### TASK PROMPT:
Reproduce every entry below verbatim, leaving the pictures out of your answer.

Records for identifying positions
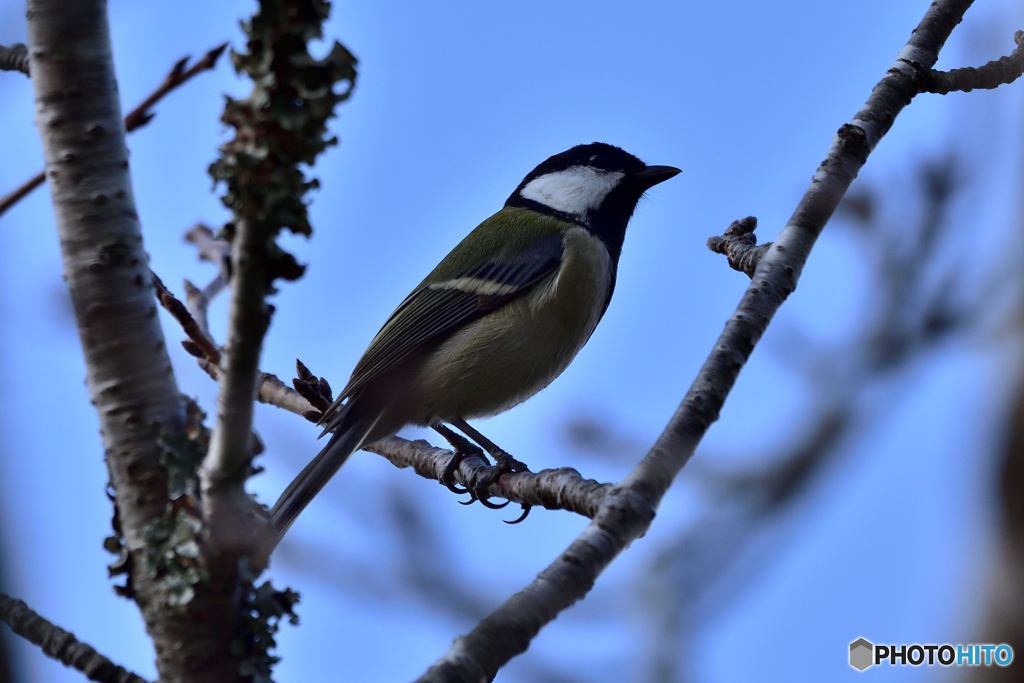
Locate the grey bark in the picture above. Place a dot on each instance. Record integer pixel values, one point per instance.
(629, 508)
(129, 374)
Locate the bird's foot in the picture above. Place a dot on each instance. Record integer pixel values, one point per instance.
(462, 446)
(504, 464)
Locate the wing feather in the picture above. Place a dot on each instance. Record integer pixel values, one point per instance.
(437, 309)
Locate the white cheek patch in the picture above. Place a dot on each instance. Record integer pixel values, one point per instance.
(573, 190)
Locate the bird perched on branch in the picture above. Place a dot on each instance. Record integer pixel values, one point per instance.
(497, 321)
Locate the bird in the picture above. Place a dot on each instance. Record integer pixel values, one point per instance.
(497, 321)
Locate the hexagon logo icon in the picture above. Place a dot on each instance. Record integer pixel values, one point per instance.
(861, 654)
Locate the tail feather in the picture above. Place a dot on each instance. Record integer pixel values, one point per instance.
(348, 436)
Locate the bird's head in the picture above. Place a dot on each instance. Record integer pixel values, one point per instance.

### EXERCISE RESULT:
Locate the grey bark in the picture above. Place a dot on each instance. Record integer pixel values, one point per instance.
(629, 508)
(129, 374)
Locate the bird's foot in the picture above. Place a dot on each instance. Record integer pixel values, one point per instance.
(462, 446)
(504, 464)
Locate the wing feather in the picture above. Place a dot on each instance. Record integer pixel values, one point per instance.
(437, 309)
Locate the white cheek patch in the picture above. Place a dot on each instance. Record integer pixel values, one point per instance.
(573, 190)
Locate the bird perched on branch in the picture above. Place a dot on each instance. Record integer pixel values, one point per instance.
(497, 321)
Locate the bird in the picture above. Place a dot on each instance. Record integer pixel values, one point per instance.
(497, 321)
Locate the hexagon logo icon in the picture above. Place a dot on each instance. Record integer pixel values, one point per instance.
(861, 654)
Locate the tail feather in the picture above. Place a dot on each instance. Record integer pixel values, one point per instance.
(348, 436)
Locate the bird's head in the picture above. Place a dot on each instance. Record integer pixel values, one point per instance.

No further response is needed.